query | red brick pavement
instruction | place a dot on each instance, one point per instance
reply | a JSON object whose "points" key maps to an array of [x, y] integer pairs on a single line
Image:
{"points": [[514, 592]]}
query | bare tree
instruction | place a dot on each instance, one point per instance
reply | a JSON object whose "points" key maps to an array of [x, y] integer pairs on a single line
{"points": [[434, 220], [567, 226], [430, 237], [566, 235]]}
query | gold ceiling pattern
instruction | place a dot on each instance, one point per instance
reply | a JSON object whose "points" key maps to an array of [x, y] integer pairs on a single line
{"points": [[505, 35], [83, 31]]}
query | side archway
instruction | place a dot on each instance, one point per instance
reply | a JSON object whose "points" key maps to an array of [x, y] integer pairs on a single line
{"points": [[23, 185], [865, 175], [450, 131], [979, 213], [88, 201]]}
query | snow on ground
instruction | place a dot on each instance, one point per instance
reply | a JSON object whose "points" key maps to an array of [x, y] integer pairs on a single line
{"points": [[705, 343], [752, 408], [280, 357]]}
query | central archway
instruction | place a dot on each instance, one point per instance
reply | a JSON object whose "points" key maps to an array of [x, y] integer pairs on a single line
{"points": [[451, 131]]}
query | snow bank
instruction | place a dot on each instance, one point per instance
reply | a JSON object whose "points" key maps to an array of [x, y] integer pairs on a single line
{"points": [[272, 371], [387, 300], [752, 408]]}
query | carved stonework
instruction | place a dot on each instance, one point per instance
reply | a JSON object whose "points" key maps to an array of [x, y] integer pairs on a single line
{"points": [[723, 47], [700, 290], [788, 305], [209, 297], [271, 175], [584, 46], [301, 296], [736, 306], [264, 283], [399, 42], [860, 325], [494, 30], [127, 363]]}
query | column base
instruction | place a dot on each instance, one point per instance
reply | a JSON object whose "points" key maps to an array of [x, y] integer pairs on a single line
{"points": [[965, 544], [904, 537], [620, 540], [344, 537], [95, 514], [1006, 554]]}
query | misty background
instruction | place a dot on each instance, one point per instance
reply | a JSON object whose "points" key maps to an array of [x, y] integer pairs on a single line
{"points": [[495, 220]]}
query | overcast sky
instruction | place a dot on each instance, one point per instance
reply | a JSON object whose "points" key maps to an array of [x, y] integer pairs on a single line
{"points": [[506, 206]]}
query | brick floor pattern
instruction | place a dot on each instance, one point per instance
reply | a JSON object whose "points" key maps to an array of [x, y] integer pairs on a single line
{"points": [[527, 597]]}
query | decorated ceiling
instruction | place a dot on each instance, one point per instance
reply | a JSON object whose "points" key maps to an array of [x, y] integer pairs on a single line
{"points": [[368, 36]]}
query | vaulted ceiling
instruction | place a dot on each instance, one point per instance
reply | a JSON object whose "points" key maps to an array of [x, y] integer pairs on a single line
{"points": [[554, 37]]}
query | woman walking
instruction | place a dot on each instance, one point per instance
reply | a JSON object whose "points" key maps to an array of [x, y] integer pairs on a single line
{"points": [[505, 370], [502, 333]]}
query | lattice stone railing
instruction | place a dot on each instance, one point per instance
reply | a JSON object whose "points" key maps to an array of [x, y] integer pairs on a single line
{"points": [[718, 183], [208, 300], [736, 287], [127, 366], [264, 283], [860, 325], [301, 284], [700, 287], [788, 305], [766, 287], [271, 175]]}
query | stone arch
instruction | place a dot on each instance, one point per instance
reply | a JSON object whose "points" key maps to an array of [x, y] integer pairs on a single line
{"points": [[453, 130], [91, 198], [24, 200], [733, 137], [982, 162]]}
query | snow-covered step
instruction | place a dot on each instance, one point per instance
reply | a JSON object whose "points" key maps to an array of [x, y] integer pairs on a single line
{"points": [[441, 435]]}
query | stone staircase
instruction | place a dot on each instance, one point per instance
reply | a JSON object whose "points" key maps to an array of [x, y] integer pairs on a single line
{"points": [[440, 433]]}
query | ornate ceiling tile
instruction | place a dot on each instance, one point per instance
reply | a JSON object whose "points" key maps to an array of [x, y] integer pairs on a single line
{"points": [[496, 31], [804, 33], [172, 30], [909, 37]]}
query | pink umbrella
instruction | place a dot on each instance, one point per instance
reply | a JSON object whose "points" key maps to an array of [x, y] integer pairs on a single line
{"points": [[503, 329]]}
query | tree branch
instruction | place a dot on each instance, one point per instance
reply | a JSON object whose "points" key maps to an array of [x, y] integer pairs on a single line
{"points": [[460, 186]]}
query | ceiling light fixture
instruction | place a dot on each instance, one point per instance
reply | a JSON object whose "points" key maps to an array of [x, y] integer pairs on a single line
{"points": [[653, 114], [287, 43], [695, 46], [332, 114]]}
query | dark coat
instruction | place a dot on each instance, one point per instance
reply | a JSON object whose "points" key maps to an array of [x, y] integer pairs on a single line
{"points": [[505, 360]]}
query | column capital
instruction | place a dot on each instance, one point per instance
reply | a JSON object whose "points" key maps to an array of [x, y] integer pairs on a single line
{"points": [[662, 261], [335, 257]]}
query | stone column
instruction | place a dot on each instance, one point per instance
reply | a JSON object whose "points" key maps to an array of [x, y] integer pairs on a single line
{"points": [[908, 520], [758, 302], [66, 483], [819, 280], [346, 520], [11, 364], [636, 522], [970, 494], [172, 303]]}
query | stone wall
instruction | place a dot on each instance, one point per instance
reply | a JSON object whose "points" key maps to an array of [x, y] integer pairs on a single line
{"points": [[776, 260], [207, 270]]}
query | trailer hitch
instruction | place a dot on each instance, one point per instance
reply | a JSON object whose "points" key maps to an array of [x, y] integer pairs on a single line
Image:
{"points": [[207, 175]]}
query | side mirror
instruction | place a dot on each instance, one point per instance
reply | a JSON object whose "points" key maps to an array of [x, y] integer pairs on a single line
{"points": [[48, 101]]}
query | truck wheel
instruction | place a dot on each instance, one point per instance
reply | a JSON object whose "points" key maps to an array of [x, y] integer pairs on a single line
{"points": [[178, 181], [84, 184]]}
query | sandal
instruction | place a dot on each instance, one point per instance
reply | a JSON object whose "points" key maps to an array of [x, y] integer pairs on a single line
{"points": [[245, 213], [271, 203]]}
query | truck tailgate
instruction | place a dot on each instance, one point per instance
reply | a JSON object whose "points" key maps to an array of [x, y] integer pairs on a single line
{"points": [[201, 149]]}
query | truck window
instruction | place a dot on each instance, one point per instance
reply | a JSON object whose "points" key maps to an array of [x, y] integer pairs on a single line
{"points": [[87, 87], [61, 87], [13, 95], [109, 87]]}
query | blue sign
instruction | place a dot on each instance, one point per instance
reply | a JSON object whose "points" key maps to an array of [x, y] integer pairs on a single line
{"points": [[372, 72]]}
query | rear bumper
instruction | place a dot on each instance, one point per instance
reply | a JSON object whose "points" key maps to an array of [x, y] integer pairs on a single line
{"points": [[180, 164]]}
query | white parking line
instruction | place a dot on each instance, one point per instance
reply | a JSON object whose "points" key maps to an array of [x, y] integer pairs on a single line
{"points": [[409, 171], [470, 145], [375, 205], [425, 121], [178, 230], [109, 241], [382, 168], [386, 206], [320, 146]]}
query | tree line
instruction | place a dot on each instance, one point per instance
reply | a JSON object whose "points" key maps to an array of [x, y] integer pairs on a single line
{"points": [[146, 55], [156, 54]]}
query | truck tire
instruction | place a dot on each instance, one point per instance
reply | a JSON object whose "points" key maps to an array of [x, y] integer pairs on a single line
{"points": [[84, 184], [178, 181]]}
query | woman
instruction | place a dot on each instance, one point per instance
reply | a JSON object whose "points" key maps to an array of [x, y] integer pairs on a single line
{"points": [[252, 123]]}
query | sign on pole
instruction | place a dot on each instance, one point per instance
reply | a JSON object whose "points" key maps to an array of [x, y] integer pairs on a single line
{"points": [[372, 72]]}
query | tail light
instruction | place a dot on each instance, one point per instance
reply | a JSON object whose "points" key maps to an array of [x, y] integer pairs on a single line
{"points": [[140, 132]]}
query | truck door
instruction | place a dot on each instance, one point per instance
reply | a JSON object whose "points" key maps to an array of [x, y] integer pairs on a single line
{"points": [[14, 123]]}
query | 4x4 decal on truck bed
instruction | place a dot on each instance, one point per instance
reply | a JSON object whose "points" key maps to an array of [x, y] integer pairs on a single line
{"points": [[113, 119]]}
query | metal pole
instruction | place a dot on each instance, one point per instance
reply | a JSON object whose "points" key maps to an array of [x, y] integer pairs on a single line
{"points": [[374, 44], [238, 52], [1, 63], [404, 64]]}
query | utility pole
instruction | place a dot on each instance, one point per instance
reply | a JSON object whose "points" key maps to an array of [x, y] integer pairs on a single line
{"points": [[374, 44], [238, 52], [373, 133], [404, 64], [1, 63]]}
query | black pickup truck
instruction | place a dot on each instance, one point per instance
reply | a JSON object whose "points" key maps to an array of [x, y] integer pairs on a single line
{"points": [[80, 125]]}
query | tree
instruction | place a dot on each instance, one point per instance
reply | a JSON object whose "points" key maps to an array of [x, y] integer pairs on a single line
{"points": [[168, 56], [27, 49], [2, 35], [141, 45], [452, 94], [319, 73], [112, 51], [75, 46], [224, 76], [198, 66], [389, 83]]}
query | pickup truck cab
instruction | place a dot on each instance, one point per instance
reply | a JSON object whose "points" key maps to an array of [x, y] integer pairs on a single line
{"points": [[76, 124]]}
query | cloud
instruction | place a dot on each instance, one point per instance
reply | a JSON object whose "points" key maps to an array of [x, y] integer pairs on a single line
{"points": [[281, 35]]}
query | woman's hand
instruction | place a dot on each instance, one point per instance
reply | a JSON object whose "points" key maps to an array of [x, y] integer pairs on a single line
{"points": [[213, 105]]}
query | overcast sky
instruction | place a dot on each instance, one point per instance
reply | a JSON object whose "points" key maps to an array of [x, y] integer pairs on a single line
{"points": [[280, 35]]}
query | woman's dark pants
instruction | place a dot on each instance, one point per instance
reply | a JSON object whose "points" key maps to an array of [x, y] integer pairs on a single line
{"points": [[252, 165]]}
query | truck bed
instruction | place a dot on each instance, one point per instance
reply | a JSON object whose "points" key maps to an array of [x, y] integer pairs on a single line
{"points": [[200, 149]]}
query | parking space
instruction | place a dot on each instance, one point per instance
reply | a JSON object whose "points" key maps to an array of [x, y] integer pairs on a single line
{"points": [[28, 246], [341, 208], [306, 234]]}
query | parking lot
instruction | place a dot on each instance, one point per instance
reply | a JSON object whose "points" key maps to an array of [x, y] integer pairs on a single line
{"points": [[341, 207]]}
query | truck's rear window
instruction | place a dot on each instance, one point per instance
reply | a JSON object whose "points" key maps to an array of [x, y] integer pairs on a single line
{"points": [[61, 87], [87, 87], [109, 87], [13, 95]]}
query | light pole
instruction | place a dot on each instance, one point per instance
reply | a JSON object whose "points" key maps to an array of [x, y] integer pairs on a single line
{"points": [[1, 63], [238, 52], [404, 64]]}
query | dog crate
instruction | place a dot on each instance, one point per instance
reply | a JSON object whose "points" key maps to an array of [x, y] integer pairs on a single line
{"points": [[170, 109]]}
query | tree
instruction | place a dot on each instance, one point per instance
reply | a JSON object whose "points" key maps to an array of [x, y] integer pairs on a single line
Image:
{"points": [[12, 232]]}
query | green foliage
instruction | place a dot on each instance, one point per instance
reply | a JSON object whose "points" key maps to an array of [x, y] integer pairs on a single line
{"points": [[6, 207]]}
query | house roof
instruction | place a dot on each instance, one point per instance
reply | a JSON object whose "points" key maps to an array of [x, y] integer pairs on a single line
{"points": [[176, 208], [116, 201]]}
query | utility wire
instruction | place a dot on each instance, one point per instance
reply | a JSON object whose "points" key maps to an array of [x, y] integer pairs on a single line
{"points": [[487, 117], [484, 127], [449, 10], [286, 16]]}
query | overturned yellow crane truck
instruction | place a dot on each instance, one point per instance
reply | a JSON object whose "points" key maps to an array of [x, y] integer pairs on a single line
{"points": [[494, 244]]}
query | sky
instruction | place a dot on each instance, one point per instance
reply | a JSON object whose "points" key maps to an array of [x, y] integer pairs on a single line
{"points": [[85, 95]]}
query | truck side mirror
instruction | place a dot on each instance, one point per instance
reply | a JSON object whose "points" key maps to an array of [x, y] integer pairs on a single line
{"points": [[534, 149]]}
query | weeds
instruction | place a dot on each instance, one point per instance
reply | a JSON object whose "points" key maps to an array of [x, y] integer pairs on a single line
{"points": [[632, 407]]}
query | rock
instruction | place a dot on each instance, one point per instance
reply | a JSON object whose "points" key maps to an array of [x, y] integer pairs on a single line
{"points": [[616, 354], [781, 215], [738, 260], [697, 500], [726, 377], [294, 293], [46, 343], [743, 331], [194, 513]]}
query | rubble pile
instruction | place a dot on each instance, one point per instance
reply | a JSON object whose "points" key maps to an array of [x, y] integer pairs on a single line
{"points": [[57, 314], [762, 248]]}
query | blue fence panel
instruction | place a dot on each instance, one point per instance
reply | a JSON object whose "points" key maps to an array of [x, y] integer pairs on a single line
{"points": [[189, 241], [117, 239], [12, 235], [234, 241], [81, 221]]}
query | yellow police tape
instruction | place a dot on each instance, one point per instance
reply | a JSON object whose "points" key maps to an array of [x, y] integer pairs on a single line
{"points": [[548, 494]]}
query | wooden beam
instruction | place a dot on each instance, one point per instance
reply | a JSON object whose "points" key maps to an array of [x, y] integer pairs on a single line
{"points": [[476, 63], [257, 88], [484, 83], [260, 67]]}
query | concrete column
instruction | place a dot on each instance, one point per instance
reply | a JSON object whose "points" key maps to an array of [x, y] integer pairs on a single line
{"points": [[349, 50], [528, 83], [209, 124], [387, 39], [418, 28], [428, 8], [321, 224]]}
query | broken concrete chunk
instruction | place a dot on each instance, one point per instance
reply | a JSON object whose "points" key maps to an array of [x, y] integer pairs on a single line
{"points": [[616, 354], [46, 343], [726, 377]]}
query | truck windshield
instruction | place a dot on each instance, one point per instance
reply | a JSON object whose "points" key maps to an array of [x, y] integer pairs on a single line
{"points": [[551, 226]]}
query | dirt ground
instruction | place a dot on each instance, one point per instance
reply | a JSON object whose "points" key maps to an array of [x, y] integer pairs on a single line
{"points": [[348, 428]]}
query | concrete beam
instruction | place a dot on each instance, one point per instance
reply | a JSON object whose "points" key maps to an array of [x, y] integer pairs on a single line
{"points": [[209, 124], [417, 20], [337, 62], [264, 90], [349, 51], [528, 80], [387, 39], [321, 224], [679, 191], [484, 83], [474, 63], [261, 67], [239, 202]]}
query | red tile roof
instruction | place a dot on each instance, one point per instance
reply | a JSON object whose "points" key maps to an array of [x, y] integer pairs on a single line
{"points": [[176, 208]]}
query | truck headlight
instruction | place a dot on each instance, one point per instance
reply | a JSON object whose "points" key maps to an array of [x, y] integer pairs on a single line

**WHAT TO WORK ON**: Reproduce the lines from the one containing "query | truck headlight" through the end of the records, both ends included, exactly as they appear.

**ANSWER TO THE EXERCISE**:
query | truck headlight
instruction | place a dot on each instance, one point per instance
reply | a JSON object whose "points" key maps to an array of [x, y] integer pairs on a single line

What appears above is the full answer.